[Supplied material — start]

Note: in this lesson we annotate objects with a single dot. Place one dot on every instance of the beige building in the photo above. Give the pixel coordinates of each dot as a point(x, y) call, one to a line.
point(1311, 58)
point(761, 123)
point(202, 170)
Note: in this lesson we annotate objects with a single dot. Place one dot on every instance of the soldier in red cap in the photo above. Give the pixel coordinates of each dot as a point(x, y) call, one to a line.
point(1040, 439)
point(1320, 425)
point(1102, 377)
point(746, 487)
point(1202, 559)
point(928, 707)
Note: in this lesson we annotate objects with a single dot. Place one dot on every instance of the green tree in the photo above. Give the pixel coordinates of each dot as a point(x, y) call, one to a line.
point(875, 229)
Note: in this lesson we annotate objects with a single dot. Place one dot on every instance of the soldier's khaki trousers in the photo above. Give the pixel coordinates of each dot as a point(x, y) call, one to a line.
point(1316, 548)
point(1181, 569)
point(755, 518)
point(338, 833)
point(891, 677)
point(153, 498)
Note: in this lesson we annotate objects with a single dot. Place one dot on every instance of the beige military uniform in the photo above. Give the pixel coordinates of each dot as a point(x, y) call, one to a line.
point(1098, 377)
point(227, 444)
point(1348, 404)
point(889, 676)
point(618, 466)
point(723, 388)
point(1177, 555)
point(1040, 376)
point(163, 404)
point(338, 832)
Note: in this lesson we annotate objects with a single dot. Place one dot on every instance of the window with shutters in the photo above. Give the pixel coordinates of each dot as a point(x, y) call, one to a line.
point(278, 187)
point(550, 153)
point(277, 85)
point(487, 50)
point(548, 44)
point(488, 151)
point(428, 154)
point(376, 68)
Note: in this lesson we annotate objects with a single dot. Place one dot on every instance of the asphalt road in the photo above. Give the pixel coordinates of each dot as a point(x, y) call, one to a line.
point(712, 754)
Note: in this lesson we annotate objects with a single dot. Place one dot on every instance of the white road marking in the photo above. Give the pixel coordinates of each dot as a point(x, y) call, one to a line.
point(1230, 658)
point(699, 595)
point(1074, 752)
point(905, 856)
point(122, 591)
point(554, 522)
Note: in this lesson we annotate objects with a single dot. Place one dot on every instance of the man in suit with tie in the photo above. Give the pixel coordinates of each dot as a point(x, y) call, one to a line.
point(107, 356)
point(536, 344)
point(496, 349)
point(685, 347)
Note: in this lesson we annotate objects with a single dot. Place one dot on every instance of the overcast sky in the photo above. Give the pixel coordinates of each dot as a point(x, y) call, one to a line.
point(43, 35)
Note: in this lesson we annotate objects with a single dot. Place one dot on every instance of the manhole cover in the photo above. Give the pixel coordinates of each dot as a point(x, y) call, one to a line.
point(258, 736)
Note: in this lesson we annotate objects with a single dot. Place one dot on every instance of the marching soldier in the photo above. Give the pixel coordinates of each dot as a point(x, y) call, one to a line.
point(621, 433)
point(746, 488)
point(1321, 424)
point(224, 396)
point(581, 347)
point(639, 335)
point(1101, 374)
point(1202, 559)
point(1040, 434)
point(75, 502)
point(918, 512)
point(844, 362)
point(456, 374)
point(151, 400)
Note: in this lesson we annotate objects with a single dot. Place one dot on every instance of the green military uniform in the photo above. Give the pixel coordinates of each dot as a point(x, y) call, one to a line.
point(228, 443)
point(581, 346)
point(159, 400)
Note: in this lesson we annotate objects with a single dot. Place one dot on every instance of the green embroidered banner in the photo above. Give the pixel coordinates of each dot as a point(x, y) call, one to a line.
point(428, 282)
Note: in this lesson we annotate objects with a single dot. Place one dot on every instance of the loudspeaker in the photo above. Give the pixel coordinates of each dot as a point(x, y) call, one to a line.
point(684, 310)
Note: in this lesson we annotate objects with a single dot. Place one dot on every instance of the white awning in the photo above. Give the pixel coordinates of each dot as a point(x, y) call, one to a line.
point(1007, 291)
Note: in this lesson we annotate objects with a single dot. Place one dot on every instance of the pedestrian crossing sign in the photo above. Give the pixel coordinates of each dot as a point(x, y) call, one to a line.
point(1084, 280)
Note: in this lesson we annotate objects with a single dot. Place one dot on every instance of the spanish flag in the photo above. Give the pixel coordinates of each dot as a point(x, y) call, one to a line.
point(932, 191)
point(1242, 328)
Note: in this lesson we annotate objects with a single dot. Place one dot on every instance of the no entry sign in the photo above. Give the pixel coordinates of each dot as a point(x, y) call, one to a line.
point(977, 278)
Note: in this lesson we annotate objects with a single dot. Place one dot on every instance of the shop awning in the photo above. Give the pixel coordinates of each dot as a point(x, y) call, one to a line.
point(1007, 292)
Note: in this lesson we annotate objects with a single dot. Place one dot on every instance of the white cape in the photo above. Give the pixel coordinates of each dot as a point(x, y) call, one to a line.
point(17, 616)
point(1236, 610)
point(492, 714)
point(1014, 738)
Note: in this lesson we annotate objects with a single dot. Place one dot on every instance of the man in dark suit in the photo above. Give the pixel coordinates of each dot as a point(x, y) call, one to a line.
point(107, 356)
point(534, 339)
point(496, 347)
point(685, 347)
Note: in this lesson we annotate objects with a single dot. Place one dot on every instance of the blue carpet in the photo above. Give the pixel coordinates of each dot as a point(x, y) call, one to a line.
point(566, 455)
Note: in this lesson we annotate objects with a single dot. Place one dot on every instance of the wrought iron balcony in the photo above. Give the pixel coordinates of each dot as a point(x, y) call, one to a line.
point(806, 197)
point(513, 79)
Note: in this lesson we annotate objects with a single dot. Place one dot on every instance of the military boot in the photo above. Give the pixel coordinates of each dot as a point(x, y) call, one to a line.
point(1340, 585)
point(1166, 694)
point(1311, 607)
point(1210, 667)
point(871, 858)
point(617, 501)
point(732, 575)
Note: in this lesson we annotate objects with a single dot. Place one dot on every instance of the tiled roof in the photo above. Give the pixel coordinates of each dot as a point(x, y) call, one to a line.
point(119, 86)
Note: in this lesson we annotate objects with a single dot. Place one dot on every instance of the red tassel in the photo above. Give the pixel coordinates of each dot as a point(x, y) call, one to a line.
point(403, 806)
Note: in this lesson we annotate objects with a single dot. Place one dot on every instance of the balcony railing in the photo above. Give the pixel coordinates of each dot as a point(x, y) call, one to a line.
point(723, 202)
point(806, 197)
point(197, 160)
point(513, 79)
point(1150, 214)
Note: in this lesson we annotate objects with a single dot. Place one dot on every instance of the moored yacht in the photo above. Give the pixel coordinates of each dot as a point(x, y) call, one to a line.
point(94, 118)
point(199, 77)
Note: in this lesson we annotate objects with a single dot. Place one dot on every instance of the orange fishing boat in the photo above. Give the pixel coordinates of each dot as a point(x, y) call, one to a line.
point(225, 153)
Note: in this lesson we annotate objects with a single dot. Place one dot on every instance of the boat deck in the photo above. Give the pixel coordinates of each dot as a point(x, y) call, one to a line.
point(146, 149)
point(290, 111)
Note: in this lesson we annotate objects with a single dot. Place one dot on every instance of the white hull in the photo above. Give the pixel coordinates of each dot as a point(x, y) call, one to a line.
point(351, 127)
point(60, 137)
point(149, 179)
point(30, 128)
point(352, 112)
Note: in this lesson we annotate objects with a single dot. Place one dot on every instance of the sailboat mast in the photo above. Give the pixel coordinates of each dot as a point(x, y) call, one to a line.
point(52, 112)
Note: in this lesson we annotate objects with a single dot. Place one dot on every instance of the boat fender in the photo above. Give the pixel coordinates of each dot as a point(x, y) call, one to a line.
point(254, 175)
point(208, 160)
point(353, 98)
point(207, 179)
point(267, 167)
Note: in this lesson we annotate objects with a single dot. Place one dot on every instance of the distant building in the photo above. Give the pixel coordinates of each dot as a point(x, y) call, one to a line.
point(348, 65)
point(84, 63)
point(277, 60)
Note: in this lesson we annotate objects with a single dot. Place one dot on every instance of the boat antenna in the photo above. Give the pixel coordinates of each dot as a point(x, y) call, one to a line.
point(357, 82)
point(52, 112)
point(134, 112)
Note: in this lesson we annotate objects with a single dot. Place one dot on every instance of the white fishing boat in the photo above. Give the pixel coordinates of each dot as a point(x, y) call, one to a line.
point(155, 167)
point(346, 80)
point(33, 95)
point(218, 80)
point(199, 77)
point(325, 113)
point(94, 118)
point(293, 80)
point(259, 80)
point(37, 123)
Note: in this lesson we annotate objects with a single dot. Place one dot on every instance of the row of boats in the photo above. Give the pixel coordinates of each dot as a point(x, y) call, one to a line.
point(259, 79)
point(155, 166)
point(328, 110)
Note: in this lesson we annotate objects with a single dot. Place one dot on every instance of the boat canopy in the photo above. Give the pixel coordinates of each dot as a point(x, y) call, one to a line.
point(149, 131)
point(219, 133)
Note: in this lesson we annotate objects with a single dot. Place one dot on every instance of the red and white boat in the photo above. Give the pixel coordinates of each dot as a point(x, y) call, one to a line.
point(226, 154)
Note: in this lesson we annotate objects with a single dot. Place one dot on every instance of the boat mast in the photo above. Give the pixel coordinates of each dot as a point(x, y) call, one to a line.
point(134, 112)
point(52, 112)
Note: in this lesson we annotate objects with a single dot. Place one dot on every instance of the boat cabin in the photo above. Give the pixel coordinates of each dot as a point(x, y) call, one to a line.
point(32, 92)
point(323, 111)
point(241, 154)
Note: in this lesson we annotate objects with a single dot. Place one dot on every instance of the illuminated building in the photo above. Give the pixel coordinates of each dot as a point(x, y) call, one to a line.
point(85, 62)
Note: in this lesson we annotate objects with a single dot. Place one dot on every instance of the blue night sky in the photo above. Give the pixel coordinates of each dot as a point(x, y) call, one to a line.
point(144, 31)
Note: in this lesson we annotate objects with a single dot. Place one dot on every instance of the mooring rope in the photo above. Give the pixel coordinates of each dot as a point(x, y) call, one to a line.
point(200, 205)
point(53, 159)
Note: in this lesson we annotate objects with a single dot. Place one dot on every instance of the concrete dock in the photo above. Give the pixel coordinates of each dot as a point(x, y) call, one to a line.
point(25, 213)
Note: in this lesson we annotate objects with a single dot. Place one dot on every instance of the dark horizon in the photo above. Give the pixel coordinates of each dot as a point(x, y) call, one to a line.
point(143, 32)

[Supplied material — finish]

Exercise
Only the line containing "of the illuminated" and the lines after it, up to and including the last line of the data, should appear in the answer, exactly as written.

Your response
Note: in this lesson we annotate objects with a single dot. Place one dot on every instance of the illuminated building in the photo above. Give the pixel coordinates of each dot as a point(x, y) call, one to a line.
point(85, 62)
Note: in this lesson we annotate objects with a single dot. Place one dot on every instance of the blue night sky in the photo above. Give the pixel coordinates of each dot as a point(x, y) call, one to a line.
point(144, 31)
Note: in this lesson we annotate objects with a single dot. Place one dot on every instance of the mooring rope in the photo above. Give the pixel coordinates of each dot as a point(x, y) call, one to a line.
point(200, 205)
point(53, 159)
Note: in this lesson we annotate objects with a single dot. Place one dot on every instance of the concrete dock in the photo above. Give the pixel coordinates of each dot as a point(x, y) call, one to a line.
point(25, 213)
Note: in this lesson we annotate objects with a single dot. Place one dot on every instance of the dark horizon in the photo above. Give the pixel coordinates of each dot as a point(x, y) call, one to a line.
point(143, 32)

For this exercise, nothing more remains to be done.